> _Request_: Turn the records, from their first line up to and including the line that contains "x=101 y=265", into a JSON list of strings with one string per line, leaving out any blank lines.

> _Dataset records_:
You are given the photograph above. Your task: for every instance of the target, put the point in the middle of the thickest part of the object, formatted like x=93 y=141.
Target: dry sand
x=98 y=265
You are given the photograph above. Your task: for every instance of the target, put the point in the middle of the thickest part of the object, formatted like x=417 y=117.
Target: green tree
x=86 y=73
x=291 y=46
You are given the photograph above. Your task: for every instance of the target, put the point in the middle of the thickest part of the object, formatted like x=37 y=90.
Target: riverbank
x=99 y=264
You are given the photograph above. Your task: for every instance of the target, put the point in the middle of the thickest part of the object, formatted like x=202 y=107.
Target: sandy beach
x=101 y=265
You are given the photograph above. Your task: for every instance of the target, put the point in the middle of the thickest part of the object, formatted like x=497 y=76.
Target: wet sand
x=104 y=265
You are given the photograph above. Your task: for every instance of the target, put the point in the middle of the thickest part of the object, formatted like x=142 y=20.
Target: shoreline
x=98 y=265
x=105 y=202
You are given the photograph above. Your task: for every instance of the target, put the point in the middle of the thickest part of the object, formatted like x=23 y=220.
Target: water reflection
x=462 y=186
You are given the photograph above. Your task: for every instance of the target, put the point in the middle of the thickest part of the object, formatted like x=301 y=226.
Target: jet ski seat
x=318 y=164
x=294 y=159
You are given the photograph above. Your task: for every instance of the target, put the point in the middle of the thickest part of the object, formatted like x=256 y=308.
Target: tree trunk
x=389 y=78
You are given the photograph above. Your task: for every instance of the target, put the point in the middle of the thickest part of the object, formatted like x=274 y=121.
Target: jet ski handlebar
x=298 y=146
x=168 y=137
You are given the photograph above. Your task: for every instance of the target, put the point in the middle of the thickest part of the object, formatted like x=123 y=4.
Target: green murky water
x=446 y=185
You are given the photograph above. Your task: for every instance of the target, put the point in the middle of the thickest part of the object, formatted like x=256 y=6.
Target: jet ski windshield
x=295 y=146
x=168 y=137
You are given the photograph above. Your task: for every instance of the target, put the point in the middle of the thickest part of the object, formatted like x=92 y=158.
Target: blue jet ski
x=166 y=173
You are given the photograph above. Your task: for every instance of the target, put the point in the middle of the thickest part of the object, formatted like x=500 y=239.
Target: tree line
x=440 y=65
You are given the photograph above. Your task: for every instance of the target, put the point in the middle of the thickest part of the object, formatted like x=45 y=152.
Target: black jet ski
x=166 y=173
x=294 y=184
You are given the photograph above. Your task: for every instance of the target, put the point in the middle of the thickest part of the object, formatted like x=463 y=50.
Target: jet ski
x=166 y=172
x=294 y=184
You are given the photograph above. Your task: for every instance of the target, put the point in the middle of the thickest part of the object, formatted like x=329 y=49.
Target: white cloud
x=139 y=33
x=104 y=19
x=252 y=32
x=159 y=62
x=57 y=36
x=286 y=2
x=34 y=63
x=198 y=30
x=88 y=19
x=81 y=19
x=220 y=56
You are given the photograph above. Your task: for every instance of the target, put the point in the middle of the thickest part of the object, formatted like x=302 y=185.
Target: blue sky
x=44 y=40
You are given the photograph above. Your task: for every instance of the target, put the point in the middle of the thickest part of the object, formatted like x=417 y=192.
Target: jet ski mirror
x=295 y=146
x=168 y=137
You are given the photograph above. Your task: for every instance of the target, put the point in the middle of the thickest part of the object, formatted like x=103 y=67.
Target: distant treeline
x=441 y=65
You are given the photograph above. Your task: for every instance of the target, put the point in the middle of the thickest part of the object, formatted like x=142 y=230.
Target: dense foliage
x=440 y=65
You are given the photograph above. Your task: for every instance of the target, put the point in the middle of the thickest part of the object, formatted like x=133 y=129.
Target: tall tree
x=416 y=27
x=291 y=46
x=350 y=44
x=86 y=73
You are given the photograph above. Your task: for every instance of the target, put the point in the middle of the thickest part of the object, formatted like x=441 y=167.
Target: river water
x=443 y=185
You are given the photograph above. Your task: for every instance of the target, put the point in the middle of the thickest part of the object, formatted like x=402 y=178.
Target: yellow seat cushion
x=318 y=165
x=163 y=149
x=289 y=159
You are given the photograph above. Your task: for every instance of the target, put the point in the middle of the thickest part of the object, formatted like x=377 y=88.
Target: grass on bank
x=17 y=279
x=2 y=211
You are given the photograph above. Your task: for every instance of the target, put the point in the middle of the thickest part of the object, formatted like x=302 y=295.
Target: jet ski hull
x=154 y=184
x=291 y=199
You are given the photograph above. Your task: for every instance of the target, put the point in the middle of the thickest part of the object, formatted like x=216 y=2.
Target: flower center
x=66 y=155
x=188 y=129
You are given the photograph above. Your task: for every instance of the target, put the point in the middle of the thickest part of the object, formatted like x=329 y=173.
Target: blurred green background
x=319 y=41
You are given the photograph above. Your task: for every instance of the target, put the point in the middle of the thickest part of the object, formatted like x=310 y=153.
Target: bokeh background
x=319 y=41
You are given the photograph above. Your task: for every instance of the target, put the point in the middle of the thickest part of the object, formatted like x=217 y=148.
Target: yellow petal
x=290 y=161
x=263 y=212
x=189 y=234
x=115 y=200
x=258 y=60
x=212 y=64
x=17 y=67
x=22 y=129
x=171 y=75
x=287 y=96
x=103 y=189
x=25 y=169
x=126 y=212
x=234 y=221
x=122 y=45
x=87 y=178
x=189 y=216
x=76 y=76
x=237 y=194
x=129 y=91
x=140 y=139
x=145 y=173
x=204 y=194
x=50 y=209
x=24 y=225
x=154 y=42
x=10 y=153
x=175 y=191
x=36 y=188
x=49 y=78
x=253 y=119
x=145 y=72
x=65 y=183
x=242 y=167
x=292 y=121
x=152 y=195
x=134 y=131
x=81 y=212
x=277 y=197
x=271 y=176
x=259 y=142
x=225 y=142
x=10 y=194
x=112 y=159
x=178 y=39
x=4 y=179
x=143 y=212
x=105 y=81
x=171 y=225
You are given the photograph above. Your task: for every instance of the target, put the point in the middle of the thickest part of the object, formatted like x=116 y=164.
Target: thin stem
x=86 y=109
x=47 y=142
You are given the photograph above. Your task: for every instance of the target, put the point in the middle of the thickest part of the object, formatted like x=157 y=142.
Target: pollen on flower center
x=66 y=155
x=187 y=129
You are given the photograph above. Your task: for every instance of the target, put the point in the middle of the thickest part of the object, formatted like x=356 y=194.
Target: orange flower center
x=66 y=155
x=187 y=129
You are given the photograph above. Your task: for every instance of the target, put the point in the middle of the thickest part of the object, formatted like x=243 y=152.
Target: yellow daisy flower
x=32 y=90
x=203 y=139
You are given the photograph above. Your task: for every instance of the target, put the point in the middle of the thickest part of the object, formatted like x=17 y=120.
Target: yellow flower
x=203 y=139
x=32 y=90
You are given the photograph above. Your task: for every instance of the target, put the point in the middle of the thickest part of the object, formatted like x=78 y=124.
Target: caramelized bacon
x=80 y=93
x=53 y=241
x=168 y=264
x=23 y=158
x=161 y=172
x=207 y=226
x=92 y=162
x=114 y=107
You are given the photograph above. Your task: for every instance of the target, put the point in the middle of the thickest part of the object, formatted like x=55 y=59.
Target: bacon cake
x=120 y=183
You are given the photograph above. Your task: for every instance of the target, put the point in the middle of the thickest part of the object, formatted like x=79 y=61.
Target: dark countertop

> _Answer to this task_:
[
  "You are given the photograph above. Your task: for every instance of the target, put the point in the middle of the thickest part of the object, formatted like x=93 y=141.",
  "Target: dry sand",
  "x=98 y=265",
  "You are given the photograph above. Your task: for every instance of the target, put the point in the middle of the thickest part of the object, formatted like x=417 y=117.",
  "Target: green tree",
  "x=86 y=73",
  "x=291 y=46",
  "You are given the photograph above. Your task: for every instance of the target, put the point in the middle of the thickest part of the object, formatted like x=37 y=90.",
  "Target: riverbank",
  "x=99 y=264",
  "You are given the photograph above. Your task: for every instance of the target, put the point in the middle of the thickest part of the object, formatted like x=202 y=107.",
  "Target: sandy beach",
  "x=101 y=265"
]